*WHAT IS REQUIRED*. Using the records below, output the stretch that opens with the line containing "Localize valley in this screenshot." and closes with the line containing "Localize white building", exactly and including both lines, with nothing more.

*LISTED RECORDS*.
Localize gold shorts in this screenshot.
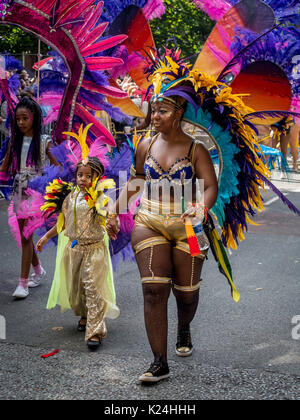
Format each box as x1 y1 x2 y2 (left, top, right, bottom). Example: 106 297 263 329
134 208 209 259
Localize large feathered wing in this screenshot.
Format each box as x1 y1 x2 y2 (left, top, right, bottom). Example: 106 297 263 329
192 0 300 122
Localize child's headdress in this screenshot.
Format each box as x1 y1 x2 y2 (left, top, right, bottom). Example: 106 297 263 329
63 124 107 176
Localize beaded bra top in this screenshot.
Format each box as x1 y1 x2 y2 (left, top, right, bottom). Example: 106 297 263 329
144 136 197 184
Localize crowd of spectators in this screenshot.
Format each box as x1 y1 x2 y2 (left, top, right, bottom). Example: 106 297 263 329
0 66 35 143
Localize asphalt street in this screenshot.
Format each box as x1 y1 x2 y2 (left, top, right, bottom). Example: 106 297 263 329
0 175 300 401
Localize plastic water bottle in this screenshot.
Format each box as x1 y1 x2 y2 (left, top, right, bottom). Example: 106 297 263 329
193 221 204 237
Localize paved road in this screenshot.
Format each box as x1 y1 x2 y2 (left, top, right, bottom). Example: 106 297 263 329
0 177 300 400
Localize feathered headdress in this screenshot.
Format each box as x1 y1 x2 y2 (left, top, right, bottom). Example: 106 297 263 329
63 123 108 174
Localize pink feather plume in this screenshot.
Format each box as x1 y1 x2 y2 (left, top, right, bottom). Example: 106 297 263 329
8 201 21 249
191 0 231 21
143 0 166 20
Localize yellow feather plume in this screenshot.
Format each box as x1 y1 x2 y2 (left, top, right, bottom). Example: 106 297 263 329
63 123 93 161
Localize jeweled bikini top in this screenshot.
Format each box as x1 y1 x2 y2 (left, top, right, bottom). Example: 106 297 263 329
144 135 197 184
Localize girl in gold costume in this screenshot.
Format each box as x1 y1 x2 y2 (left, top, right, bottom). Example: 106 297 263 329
37 127 119 351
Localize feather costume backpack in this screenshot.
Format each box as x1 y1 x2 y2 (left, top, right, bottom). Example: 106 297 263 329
131 44 300 302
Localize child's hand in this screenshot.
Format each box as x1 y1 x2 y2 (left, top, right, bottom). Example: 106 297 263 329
106 218 120 241
36 235 48 253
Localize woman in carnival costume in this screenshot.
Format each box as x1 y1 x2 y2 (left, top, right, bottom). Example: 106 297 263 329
107 48 300 382
271 117 300 174
0 95 57 299
37 124 119 350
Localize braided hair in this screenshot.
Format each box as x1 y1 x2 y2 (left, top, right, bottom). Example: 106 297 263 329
76 156 104 179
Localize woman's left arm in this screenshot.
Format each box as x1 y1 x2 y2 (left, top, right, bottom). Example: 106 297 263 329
194 143 218 210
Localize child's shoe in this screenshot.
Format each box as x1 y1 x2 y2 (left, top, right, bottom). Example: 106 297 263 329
12 285 29 299
28 267 46 288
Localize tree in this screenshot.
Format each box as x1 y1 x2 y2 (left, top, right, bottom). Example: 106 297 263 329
0 1 213 59
0 25 48 55
150 0 214 60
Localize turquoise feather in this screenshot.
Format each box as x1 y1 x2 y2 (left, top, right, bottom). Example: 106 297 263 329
184 103 241 228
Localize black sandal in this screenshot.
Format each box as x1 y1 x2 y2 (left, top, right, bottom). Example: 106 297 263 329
176 329 193 357
87 336 101 350
77 318 87 332
139 361 170 383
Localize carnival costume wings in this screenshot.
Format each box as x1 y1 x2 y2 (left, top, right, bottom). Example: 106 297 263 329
192 0 300 123
138 42 300 301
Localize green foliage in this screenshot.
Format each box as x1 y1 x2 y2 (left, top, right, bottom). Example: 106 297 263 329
0 25 48 54
0 1 213 59
150 0 214 59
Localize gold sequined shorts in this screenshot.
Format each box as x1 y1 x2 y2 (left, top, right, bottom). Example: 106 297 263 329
134 208 209 259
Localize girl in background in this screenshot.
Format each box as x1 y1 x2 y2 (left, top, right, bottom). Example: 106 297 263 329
0 96 57 299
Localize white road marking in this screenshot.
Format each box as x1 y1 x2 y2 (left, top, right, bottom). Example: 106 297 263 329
264 195 288 206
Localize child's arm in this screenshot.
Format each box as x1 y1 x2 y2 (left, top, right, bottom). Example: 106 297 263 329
36 224 59 252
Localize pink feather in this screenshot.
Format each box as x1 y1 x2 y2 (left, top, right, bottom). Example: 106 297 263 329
16 189 46 239
85 57 124 71
81 80 127 98
66 142 82 167
23 218 45 240
56 0 95 26
143 0 166 20
17 189 44 219
66 139 109 168
119 212 134 234
72 2 104 39
77 22 109 49
81 35 128 57
39 93 63 107
8 201 21 249
28 0 57 14
43 107 59 125
75 103 116 146
192 0 231 21
109 51 144 80
88 140 109 168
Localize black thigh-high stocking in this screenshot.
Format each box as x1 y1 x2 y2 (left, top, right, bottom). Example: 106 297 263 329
142 283 171 363
132 226 172 363
172 247 204 333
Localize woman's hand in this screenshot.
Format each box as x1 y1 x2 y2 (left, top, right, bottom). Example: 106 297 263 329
36 235 49 252
106 217 120 241
181 203 205 224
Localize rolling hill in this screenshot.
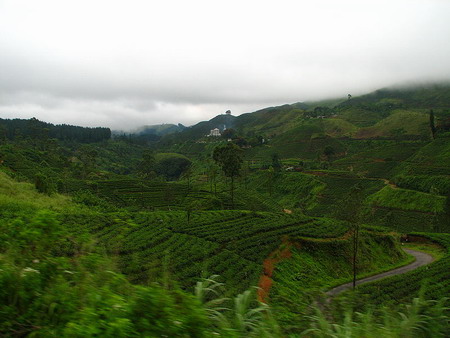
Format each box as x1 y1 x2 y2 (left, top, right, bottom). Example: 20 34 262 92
0 82 449 336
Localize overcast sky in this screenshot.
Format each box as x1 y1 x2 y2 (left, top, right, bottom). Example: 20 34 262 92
1 0 450 130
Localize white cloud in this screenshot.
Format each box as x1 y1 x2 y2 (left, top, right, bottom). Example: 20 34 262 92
0 0 449 129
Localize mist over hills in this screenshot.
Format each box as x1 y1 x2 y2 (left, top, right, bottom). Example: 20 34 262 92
0 81 449 336
156 83 450 145
1 0 450 334
115 123 187 137
2 83 449 145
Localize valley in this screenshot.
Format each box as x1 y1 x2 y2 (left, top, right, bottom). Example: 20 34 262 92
0 84 449 336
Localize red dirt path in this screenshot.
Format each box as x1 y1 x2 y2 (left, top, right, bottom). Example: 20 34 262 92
257 240 295 303
257 231 354 303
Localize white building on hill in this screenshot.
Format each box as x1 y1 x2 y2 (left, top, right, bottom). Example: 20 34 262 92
208 128 221 137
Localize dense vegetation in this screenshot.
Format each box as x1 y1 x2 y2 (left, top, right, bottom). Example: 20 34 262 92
1 84 449 336
0 117 111 143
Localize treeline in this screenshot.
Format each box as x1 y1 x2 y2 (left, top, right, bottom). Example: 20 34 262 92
0 117 111 143
113 133 161 145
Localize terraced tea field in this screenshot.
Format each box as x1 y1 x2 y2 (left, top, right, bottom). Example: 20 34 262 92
77 210 351 294
307 175 384 217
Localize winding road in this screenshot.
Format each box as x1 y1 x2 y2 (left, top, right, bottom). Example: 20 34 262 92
326 248 434 297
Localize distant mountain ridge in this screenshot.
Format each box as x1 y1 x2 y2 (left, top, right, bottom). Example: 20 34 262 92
158 83 450 145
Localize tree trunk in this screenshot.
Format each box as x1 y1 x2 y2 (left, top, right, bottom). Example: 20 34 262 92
352 225 359 289
231 176 234 209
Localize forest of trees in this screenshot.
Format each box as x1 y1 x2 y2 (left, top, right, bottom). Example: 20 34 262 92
0 118 111 143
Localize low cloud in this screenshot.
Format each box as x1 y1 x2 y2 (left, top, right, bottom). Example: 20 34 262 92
1 0 450 129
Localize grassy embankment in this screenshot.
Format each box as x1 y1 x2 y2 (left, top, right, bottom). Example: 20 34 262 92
266 230 409 329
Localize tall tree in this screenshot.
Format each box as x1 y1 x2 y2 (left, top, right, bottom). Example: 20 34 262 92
241 160 250 191
138 150 156 178
323 145 335 162
271 153 282 171
78 145 98 179
334 183 364 289
0 124 6 143
207 161 218 195
267 166 275 196
181 165 193 193
212 143 243 208
429 109 437 140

*SOLUTION TO THE PROBLEM*.
Localize valley in this screenshot.
Format each box as x1 y1 x2 y2 (left, top, right, bottom). Example: 20 34 262 92
0 84 449 336
Localize red dirt path in this screenshot.
Format each box as x1 y1 x2 y2 (left, top, right, bottom). Example: 20 34 262 92
257 240 295 303
257 231 354 303
Localize white building on hill in this screenshot.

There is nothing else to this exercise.